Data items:
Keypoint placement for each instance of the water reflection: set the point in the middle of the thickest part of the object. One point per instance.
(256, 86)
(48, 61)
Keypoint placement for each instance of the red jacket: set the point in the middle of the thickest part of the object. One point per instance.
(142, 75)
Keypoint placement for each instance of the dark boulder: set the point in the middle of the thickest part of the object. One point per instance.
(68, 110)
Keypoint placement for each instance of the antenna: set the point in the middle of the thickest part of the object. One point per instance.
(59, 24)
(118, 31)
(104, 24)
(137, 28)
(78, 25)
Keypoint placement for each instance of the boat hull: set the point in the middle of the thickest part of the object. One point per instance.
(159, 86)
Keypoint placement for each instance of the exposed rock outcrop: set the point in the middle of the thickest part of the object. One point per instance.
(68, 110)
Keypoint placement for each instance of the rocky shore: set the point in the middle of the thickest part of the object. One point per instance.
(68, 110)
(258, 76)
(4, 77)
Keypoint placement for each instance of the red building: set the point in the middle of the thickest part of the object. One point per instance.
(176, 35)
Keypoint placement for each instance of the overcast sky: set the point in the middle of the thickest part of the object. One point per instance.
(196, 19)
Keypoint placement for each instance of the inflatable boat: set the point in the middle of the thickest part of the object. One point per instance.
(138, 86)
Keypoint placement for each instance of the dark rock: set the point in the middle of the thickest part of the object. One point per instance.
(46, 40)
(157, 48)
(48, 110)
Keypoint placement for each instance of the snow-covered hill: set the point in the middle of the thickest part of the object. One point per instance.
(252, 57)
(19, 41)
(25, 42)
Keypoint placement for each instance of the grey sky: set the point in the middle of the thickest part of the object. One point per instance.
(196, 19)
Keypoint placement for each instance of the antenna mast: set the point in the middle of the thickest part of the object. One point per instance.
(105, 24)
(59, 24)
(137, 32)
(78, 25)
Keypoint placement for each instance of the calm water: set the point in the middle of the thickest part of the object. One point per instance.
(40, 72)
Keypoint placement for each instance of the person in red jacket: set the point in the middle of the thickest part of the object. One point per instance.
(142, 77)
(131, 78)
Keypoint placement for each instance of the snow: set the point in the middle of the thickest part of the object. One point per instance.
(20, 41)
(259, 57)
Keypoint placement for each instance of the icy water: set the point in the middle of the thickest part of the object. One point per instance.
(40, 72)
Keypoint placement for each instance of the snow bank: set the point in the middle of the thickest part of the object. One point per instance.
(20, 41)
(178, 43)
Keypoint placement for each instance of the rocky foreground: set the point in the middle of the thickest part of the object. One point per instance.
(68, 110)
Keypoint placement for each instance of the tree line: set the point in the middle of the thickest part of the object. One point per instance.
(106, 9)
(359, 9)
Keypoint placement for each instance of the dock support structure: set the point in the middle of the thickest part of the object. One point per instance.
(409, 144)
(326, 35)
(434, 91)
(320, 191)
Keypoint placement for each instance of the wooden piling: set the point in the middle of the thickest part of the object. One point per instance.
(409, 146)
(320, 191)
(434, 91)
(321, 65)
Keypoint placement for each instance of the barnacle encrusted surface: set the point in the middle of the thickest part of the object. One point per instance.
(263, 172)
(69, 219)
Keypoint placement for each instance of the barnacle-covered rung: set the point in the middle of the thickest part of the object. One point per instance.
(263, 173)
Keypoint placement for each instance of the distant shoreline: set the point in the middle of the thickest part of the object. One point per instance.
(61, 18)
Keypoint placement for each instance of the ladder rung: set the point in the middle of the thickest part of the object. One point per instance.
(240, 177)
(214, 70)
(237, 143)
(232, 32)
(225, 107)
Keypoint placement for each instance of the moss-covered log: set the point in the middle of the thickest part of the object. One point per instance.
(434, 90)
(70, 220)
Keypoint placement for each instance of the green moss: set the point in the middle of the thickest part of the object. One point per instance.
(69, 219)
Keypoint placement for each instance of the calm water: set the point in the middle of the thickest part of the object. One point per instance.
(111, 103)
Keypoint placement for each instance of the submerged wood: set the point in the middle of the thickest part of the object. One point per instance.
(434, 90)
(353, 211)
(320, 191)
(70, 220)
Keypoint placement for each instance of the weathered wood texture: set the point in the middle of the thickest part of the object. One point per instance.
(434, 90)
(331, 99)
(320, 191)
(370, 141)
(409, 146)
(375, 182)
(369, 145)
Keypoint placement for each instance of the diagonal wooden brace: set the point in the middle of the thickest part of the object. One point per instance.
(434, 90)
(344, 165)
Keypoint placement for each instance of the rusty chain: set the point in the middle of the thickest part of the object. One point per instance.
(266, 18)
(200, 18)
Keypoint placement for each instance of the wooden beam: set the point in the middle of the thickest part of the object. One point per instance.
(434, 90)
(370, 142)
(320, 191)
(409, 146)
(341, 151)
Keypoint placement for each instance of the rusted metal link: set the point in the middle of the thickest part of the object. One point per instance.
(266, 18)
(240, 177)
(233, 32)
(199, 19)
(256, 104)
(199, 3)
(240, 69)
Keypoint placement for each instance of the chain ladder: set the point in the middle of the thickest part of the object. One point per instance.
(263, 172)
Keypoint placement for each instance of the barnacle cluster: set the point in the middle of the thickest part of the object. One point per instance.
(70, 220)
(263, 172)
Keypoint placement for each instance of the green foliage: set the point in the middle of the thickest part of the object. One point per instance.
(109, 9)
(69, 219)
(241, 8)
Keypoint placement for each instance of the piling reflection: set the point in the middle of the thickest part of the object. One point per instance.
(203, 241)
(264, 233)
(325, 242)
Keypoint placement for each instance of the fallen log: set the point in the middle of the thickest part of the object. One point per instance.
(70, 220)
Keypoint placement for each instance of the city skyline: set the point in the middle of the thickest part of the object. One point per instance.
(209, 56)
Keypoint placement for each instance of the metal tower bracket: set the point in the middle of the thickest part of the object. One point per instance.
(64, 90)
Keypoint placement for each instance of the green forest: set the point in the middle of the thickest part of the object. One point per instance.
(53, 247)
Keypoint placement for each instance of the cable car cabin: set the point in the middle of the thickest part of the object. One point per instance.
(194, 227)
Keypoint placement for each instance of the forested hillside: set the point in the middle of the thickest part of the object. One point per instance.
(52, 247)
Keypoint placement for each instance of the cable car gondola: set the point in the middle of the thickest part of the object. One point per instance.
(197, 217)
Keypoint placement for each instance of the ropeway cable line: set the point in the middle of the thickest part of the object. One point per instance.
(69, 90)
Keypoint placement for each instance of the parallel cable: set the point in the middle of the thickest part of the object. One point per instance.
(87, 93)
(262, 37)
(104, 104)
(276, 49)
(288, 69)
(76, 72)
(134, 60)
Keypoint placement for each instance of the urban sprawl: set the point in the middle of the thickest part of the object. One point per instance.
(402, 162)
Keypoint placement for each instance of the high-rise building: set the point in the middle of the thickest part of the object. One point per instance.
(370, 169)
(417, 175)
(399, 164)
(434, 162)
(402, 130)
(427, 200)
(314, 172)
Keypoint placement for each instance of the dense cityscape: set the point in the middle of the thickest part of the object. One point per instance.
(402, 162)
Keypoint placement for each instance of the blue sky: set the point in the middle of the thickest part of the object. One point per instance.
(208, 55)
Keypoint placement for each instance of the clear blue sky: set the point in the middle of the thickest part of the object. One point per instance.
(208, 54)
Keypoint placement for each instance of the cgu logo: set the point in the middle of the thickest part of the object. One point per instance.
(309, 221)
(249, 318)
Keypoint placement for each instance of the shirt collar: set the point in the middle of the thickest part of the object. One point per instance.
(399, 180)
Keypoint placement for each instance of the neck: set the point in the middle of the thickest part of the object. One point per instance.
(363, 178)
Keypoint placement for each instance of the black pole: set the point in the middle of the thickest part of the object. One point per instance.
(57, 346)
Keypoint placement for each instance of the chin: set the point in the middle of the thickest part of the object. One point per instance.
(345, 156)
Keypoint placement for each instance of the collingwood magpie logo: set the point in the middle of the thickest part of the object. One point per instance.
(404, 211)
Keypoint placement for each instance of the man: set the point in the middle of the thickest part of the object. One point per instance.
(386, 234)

_DIRECTIONS FOR THIS TASK_. Only the lines from the one with "Keypoint placement for each instance of the collingwood" through the last line above should be restated, word for word.

_OUTPUT FOR THIS TASK_.
Keypoint placement for each instance of the collingwood magpie logo: set the point in the middle of the thickest part of the object. One point per instance.
(404, 211)
Keypoint placement for each instance of the man: set the point in the middle of the thickest part of the object. One point per instance.
(386, 234)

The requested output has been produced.